=== What to work on ===
Return all lines in the entries that contain the word "every".

=== Records for this exercise ===
####################

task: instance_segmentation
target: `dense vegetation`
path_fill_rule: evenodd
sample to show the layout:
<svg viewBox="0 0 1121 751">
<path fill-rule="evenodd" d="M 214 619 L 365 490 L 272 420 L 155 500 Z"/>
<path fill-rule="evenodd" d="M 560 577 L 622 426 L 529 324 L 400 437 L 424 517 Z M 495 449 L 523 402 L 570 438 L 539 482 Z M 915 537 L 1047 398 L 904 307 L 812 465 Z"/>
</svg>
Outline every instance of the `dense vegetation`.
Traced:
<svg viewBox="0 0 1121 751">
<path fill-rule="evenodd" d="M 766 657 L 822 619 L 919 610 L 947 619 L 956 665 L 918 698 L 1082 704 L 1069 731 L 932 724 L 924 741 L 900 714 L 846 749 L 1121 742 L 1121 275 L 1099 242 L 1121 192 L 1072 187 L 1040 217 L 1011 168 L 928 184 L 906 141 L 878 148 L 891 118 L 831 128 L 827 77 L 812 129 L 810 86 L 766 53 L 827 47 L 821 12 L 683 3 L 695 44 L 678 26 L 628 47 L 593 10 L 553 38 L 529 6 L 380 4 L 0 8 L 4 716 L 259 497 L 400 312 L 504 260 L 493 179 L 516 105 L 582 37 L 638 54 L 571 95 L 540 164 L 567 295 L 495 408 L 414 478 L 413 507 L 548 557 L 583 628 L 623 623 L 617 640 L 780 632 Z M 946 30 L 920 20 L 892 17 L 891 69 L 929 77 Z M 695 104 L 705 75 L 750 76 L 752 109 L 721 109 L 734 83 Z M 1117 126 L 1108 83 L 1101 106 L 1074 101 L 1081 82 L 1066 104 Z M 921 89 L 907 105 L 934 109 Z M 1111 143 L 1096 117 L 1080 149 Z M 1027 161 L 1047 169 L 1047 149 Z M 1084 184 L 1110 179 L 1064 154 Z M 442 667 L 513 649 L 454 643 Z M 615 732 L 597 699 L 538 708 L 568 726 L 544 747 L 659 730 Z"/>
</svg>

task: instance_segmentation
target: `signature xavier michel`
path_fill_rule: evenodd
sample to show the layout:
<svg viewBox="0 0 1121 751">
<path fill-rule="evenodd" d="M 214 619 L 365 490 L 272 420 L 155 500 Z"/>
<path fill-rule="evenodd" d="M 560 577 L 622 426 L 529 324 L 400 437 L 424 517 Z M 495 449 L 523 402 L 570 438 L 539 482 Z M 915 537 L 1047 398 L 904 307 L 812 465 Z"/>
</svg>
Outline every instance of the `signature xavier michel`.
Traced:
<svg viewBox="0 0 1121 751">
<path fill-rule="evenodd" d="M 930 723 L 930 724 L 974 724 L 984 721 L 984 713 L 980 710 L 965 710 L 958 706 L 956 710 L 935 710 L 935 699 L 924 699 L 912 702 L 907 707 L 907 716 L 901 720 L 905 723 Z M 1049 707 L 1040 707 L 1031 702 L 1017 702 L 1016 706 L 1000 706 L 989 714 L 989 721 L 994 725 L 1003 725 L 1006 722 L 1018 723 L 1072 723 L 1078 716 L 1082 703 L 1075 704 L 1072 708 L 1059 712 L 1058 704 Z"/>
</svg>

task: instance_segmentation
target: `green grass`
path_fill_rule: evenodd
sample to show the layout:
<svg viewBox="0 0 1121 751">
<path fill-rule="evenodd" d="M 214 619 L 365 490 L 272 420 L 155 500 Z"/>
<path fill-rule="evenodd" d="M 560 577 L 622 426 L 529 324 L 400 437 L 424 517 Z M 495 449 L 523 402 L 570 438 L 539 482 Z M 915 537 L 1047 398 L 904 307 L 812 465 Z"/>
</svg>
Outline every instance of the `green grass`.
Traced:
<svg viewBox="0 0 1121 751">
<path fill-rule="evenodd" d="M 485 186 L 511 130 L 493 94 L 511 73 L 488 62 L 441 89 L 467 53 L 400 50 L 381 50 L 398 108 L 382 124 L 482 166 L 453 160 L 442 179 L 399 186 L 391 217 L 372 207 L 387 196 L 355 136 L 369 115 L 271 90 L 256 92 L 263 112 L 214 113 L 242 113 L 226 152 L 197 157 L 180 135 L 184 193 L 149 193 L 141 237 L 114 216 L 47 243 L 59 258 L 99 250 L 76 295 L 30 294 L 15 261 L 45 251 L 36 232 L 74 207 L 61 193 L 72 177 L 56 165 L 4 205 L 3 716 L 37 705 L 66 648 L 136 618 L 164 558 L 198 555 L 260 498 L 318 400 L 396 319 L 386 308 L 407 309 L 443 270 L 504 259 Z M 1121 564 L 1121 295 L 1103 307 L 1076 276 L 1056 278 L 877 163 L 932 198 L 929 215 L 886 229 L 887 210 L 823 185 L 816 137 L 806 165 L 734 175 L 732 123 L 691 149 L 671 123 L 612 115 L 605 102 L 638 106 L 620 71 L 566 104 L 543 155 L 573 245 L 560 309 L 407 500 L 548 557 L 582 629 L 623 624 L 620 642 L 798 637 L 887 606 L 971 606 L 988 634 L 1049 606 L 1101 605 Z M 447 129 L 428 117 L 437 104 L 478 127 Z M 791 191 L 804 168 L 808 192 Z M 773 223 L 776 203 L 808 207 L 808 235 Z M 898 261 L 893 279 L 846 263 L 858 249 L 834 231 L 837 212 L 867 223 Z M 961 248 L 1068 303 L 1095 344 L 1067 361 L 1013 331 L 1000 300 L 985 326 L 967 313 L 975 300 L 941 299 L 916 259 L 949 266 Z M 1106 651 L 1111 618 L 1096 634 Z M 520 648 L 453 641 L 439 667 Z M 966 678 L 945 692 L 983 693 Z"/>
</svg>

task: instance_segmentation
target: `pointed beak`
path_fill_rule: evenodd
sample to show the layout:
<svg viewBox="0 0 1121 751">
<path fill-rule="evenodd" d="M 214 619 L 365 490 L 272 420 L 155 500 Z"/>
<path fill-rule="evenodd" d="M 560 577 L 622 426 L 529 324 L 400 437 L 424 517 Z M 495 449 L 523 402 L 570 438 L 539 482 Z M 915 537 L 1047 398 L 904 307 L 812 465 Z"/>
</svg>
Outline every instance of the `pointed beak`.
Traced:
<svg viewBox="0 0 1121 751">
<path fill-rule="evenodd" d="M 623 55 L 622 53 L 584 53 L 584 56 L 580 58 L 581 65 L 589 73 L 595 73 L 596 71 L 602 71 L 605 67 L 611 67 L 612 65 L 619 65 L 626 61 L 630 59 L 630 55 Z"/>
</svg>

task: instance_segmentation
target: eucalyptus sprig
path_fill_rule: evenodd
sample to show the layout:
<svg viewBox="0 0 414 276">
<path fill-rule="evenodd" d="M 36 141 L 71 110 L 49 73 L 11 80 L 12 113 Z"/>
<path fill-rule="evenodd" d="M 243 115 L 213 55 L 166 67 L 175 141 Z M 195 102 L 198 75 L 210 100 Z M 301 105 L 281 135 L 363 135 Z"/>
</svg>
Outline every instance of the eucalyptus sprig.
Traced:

####################

=== Task response ===
Outline every instance of the `dense vegetation`.
Outline every instance of the `signature xavier michel`.
Outline every instance of the `green grass`.
Outline every instance of the `pointed beak`.
Outline every instance of the eucalyptus sprig.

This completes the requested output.